• [WHAT TO WORK ON]
1/ In the garden newsletter, what size of groups does Mosaic plant in?
2/ Using the garden newsletter, explain why it recommends planting in groups of three to forty.

• [EXTRACT TO READ]
● ● ● ● ●

The weather can't seem to make up its mind right now, which must mean it's spring.... Clear and warm! Wind and rain! Snow in the hills! Hail and sunshine! No matter what the weather brings, lengthening days and budding plants draw gardeners outdoors. Once we've caught up with the weeds, pruning and other chores that keep our garden and our clients' gardens tidy, we turn our minds to improving the spaces. In this newsletter, we offer a few of the core concepts that help Mosaic develop, rather than just "maintain," new and existing gardens. Over the next few weeks, we'll post more ideas that might improve your garden while making gardening a bit more fulfilling, so check back at the journal! [Edit: Idea #1 - Tools of the Trade]
For many gardeners, spring brings opportunity to add to their gardens - all those colorful, promising pots at the nursery, a piece of garden art, or that new idea from Sunset. For us, it's the perfect moment to subtract. We look for plants that are overgrown, declining in old age or are just-not-right, and off they go to a new home or the yard debris bin. One of our greatest design assets is our willingness to start over, on one plant, a whole bed or a whole garden. There are almost always better solutions waiting to earn their place in a garden.
Subtraction doesn't need to stop in your planting beds, Our clients are amazed at how much better their yards look after the demolition phase, when we've removed not just non-performing plants, but low borders, unnecessary hardscape, and crumbling garden art. While "demo" doesn't need to be extensive, an empty palette is a relief and an opportunity to create a better, simpler, more beautiful space.
"Sometimes you have to think and think to get something simple" - Ron Lutsko
Filling a hole in a bed can feel a little daunting. In our plantings, we've don't look far for our first ideas. We consider what plants in that bed, or similar nearby beds, are thriving, and work from there. Often, we're able to incorporate and expand on a nearby success story.
In new beds or just filling in, planting in groups of three to forty creates a coherent, rich palette with the added bonus of lower maintenance. You can create waves of year-round color and texture by selecting the best performing plants for your space.
Beyond planting beds, we believe in simple features and clean, strong lines in the hardscape (a concept that needs its own newsletter or three). Simplifying the "hard" elements of a garden doesn't require a complete remodel, however. Most spaces have elements in which a little simplification would go a long way. The edges of lawns are one place to consider. Could a straight or curved line make the lawn a simpler, more pleasing shape? What if you were to cut out that peninsula of sod, and connect the surrounding beds?

● ● ● ● ●

• [STORED ROWS]
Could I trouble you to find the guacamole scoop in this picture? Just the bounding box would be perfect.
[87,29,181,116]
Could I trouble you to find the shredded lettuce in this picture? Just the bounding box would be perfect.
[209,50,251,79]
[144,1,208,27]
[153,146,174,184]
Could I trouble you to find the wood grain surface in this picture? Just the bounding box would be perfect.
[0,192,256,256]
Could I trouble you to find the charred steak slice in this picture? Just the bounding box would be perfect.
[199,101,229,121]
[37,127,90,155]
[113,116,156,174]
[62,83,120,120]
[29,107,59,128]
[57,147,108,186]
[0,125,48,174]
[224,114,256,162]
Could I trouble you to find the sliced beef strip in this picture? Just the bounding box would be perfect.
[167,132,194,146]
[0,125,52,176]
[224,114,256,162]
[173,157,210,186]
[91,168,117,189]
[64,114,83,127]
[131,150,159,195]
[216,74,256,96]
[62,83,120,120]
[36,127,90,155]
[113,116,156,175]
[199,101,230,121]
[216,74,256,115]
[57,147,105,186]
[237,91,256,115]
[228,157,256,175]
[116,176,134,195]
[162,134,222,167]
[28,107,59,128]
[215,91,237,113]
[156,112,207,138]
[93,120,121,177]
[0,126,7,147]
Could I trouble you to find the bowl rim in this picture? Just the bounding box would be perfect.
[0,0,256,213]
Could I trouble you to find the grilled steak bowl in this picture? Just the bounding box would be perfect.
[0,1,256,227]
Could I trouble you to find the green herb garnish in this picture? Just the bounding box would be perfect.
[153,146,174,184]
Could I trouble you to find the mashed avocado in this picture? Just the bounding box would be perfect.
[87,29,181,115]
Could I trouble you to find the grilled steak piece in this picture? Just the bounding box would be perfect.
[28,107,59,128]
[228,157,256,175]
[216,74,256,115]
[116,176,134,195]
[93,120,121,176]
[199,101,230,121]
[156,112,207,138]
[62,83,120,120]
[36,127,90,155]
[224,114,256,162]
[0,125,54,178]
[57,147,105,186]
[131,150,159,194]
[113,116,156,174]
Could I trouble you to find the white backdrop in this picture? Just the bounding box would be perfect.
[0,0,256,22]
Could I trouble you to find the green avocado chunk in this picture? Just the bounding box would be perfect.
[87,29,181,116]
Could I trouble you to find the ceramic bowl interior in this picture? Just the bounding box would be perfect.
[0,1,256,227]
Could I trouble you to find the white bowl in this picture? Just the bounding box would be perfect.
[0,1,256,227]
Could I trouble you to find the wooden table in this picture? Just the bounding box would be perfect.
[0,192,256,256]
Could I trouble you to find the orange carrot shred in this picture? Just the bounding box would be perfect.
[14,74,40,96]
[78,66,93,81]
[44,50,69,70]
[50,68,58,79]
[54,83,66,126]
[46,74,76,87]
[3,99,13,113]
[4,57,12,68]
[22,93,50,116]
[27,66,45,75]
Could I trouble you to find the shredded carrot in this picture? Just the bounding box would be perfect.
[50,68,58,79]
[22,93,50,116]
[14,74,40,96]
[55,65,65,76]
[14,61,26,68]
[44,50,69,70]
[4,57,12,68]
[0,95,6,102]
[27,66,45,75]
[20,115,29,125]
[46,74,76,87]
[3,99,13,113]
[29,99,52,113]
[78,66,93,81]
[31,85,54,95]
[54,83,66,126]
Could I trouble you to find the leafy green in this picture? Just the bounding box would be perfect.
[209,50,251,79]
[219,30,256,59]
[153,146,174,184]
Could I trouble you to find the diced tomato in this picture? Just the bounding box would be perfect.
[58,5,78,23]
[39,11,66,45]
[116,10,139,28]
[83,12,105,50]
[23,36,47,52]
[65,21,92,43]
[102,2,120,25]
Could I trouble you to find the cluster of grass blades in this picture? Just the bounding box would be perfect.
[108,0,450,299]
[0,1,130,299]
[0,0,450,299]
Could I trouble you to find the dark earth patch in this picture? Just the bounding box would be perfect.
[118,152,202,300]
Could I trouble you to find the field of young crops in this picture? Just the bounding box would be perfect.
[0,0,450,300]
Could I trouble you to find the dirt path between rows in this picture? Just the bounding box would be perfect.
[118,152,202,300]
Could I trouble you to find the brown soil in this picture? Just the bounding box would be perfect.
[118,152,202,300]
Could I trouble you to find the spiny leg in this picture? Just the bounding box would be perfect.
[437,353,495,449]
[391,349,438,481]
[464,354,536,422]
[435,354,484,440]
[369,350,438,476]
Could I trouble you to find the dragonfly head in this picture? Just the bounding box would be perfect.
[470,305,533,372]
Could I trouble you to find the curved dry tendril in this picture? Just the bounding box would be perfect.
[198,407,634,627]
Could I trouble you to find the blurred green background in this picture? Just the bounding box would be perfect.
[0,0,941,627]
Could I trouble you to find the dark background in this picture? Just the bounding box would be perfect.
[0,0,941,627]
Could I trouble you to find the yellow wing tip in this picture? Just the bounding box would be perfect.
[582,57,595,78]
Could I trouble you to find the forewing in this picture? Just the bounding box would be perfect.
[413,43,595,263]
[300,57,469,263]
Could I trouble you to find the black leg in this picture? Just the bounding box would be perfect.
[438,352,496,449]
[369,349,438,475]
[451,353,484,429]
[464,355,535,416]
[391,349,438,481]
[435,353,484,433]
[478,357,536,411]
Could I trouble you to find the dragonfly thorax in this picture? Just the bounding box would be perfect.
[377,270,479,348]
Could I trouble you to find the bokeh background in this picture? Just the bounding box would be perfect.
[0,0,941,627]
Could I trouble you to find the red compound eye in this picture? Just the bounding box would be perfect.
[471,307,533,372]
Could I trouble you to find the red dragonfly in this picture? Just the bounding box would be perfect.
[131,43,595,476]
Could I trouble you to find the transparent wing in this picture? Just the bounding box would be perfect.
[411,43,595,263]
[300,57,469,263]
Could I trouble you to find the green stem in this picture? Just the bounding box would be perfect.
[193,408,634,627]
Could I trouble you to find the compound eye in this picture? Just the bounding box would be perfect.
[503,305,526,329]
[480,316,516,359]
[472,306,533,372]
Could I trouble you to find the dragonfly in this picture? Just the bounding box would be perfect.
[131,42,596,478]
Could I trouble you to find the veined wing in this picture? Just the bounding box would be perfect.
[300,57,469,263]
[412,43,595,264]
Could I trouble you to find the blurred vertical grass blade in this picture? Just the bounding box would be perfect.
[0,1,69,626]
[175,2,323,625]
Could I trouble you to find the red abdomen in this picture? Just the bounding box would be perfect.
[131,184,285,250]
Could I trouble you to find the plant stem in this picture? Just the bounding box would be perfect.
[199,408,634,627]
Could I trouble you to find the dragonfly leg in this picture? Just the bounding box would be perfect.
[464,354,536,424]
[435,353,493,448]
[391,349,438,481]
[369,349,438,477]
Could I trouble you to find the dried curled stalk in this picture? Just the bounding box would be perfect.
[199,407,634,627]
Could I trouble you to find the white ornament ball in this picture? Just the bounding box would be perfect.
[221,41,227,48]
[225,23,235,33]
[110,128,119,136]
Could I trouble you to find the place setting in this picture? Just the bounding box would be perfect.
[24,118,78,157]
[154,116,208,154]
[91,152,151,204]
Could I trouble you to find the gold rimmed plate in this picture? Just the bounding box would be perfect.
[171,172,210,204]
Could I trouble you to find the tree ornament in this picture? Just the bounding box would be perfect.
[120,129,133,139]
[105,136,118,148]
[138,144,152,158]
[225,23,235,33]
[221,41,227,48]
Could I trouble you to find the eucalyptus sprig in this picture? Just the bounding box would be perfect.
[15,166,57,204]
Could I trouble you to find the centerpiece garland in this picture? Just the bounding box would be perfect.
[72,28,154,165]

● ● ● ● ●

• [ANSWER LIST]
1/ Groups of three to forty.

2/ Planting in groups of three to forty creates a coherent, rich palette and also lowers maintenance. Choosing the best-performing plants for the space lets those groups form waves of year-round color and texture.